▸ **Dataset entries**:
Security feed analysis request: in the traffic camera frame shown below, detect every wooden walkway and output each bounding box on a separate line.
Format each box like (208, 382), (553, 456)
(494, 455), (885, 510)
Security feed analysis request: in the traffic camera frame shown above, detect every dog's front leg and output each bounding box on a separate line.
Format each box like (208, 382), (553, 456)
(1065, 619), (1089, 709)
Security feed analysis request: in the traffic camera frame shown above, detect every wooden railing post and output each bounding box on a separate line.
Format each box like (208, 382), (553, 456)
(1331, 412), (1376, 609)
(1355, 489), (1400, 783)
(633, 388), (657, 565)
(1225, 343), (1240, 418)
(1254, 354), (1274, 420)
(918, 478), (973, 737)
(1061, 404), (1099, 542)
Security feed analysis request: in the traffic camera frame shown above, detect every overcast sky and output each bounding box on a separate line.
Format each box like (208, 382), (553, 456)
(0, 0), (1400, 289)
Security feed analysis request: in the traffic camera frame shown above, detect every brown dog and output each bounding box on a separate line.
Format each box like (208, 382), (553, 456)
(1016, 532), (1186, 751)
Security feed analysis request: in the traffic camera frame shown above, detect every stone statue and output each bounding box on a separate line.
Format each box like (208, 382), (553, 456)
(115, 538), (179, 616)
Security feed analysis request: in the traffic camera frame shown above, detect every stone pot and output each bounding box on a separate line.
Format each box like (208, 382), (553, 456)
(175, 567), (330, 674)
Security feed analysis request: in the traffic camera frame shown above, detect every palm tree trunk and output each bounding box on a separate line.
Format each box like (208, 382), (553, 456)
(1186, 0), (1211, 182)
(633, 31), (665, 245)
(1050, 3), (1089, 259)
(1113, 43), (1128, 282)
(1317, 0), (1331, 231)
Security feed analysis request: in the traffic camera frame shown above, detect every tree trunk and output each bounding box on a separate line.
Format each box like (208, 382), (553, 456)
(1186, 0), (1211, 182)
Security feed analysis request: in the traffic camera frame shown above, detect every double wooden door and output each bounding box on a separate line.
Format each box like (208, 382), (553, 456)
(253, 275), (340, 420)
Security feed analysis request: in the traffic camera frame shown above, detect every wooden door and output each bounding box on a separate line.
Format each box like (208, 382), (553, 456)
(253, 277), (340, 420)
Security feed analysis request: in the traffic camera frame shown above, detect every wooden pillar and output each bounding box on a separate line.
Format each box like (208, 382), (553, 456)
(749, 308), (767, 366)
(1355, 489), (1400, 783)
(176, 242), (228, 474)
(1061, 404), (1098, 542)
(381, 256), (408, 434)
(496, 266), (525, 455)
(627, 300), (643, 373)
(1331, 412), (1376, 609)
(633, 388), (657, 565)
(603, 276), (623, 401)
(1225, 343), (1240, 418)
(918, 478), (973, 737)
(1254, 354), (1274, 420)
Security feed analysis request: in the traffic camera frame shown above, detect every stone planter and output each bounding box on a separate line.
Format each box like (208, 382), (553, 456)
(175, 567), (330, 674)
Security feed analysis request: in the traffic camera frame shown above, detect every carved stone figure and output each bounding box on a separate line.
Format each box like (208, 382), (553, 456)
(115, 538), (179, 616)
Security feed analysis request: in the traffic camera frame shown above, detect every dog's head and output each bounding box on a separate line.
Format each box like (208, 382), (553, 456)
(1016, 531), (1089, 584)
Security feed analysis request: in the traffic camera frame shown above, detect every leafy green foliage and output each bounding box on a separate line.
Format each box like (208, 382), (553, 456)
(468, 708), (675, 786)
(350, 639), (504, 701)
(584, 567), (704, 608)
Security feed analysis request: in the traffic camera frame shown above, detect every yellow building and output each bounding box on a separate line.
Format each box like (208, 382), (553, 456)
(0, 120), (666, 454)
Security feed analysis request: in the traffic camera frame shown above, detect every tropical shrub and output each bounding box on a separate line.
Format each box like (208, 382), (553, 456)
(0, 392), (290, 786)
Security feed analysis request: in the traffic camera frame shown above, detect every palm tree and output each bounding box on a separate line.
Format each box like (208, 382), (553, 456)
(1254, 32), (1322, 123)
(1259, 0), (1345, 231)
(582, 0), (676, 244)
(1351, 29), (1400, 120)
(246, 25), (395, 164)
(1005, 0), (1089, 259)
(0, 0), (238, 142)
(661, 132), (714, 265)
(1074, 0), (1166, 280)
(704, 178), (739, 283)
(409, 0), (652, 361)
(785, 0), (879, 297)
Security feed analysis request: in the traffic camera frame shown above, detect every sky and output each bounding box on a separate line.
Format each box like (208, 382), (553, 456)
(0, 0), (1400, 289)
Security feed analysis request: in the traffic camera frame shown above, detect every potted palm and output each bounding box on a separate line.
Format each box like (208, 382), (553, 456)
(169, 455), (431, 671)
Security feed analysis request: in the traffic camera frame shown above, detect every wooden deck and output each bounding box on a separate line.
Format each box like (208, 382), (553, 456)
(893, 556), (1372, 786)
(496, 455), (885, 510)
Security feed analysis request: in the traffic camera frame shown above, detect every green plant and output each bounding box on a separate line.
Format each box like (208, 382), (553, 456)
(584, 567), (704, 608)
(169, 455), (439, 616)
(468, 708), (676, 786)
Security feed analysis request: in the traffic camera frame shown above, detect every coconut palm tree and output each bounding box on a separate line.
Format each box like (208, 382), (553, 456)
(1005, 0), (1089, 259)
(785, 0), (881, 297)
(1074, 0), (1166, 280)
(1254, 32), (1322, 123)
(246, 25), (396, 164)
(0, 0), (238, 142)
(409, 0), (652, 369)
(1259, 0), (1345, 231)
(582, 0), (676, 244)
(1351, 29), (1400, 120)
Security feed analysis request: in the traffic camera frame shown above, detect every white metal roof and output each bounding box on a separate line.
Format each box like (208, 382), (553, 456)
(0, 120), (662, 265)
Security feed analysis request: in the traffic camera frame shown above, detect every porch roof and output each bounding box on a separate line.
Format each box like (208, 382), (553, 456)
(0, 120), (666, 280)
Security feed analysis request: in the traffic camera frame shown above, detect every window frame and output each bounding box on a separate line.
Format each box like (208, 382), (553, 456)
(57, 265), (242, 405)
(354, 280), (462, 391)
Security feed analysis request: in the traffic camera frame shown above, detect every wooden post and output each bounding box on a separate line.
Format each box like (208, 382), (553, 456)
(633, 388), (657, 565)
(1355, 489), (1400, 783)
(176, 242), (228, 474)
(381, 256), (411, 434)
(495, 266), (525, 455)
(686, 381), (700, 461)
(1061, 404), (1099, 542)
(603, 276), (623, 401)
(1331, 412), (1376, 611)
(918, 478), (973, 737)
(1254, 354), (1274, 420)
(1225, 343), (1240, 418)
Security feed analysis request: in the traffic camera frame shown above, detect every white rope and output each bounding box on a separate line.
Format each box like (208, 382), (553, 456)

▸ **Stated exercise**:
Copy every row above, in order, without changing a single character.

▸ **Correct response**:
Security feed analysis request: in the traffic camera frame shown below, detect every wooden walkway and output each bounding box on a separate line.
Format each box like (208, 382), (553, 456)
(494, 455), (885, 510)
Security feed analysis request: in the traffic camera frame shown above, detect every dog's front leg and output each bounding box on a separate line.
Format each box like (208, 382), (553, 456)
(1065, 619), (1089, 709)
Security feed analysis request: in the traffic camera frame shown above, detect every wooden railing post and output each bounding box on a separate line.
Format each box like (208, 382), (553, 456)
(1331, 412), (1376, 609)
(1355, 489), (1400, 783)
(633, 388), (657, 565)
(1225, 343), (1240, 418)
(1254, 354), (1274, 420)
(918, 478), (973, 737)
(1061, 404), (1099, 542)
Security feed analysis request: in the traffic camera frame shown above, detect every overcast sky and output each bounding box on a separate line.
Format each box like (208, 382), (553, 456)
(0, 0), (1400, 289)
Security feed analysis request: in the traffic camera frame shown above, detect every brown dog and output each bounding box on a separate line.
Format each box like (208, 382), (553, 456)
(1016, 532), (1186, 751)
Security feed analysis request: in the traffic camera frame shown above, detect every stone statue and output each bounding box on a separate line.
Format each box like (208, 382), (553, 456)
(115, 538), (179, 616)
Security feed analysis request: in the traffic camera frame shown above, detect every stone pot and output each bounding box on a separate line.
Format each box like (208, 382), (553, 456)
(175, 567), (330, 674)
Security feed analysis request: in the traffic camera frame shown above, detect every palm tree trunk and output each bounding box on a separate line.
Format each box like (208, 382), (553, 456)
(1186, 0), (1211, 182)
(633, 31), (665, 245)
(1050, 3), (1089, 259)
(1113, 43), (1128, 282)
(1317, 0), (1331, 231)
Security feed analysis request: in the traffic camera frame shown above, detect every tree trunk and output each bounding box on a separate line.
Format each box like (208, 382), (553, 456)
(1186, 0), (1211, 182)
Security feed analysis request: in the traffic camera frame shown above, detect every double wooden door and output each bounding box on a separate line.
Format each box like (208, 382), (553, 456)
(253, 275), (340, 420)
Security feed analysis request: in the traffic camera frame shown above, detect every wooden door and output each bounding box on a separate line.
Format each box like (208, 382), (553, 456)
(253, 277), (340, 420)
Security feed analysis request: in the traffic camera frame shown above, detect every wooden pillar and output each bounding box on a separate line.
Format each box like (208, 382), (553, 456)
(749, 308), (767, 366)
(1355, 489), (1400, 783)
(176, 242), (228, 474)
(1061, 404), (1098, 542)
(381, 256), (408, 434)
(496, 266), (525, 455)
(627, 300), (643, 373)
(1331, 412), (1376, 609)
(633, 388), (657, 565)
(603, 276), (623, 401)
(1225, 343), (1240, 418)
(918, 478), (973, 737)
(1254, 354), (1274, 420)
Security feed analysis request: in the traffic camera frame shown above, detect every stone planter and output each bounding box on a separate line.
Format each box like (208, 382), (553, 456)
(175, 567), (330, 674)
Security feed analysis request: in the traffic camera frame shown above, detect every carved stone figure and output each bounding box on a separate line.
Format each box like (208, 382), (553, 456)
(115, 538), (179, 616)
Security feed analysis request: in the traffic camera frame shown above, detect every dog's head and output each bounding box on a separate line.
Format each box like (208, 382), (553, 456)
(1016, 531), (1089, 584)
Security feed analysis request: in the traffic camera frame shown above, detect every leafy green foliage and output each bounding box on a separate line.
Format each box like (208, 382), (553, 456)
(468, 708), (675, 786)
(350, 639), (504, 701)
(584, 567), (704, 608)
Security feed analysis request: in the traffic camera frame shown above, detect every yellow building and output each bounding box on a separate line.
Format each box like (208, 382), (553, 456)
(0, 120), (666, 454)
Security feed analysis request: in the traffic camera frame shown above, detect every tropical shrub and output each bounding box on a separate line.
Format each box like (208, 382), (553, 456)
(0, 392), (290, 786)
Security feed analysis request: in the traffic camera frame shown above, detect every palm tree and output each bounding box on a separate line.
Format each box like (208, 382), (553, 456)
(1254, 32), (1322, 123)
(1259, 0), (1345, 231)
(582, 0), (676, 244)
(1351, 29), (1400, 120)
(246, 25), (395, 164)
(1005, 0), (1089, 259)
(0, 0), (238, 142)
(661, 132), (714, 265)
(1074, 0), (1166, 280)
(704, 178), (739, 283)
(409, 0), (652, 361)
(785, 0), (879, 297)
Security feed analysis request: in the traffic camera frame shown above, detect every sky and output each bounding box on a separate line.
Format each box like (208, 382), (553, 456)
(0, 0), (1400, 289)
Security feed analysis request: in the traffic camera frame shown above, detect every potted palm and output each bounding box on a separate line.
Format each box like (208, 382), (553, 456)
(169, 455), (431, 671)
Security feed analysis request: in the traffic camera frame shown above, detect every wooden deck and output each bounding box on a separate line.
Format each box like (208, 382), (553, 456)
(893, 556), (1372, 786)
(496, 455), (885, 510)
Security feed analysis request: in the traffic camera frame shown above, detect every green plant and output each bounding box on a separate line.
Format each box like (208, 382), (553, 456)
(584, 567), (704, 608)
(169, 455), (439, 616)
(468, 708), (676, 786)
Security feed analysis request: in the traffic camera frame shown above, detect every coconut palm tree and output each bounding box on a separate line.
Format each box like (208, 382), (553, 456)
(1005, 0), (1089, 259)
(785, 0), (881, 297)
(1074, 0), (1166, 280)
(1254, 32), (1322, 123)
(246, 25), (396, 164)
(0, 0), (238, 142)
(409, 0), (652, 369)
(1259, 0), (1345, 231)
(582, 0), (676, 244)
(1351, 29), (1400, 120)
Security feed analysis request: in the traffic camera frame shown above, detect every white metal roof and output each bounding box on a separate line.
Format each box like (208, 382), (553, 456)
(0, 120), (662, 265)
Security feed analysis request: in the traffic camera frame shown above, detect every porch roof and output each bounding box on a separate line.
Format each box like (208, 382), (553, 456)
(0, 120), (666, 280)
Security feed analysis request: in the traffic camera frame shown above, detect every window frame and output each bounding box on a separate line.
Format each box like (208, 382), (553, 456)
(57, 265), (242, 405)
(354, 280), (462, 391)
Security feed analysis request: in the traffic camera frame shown above, detect every wooden post and output each bounding box on a separate line.
Format each box like (208, 382), (553, 456)
(633, 388), (657, 565)
(1355, 489), (1400, 783)
(176, 242), (228, 474)
(381, 256), (411, 434)
(495, 266), (525, 455)
(686, 381), (700, 461)
(1061, 404), (1099, 542)
(603, 276), (623, 401)
(1331, 412), (1376, 611)
(918, 478), (973, 737)
(1254, 354), (1274, 420)
(1225, 343), (1240, 418)
Security feed analysis request: in the traffic camera frame shown above, detect every white rope and output each bounding box on a separate line.
Format each box like (208, 382), (553, 456)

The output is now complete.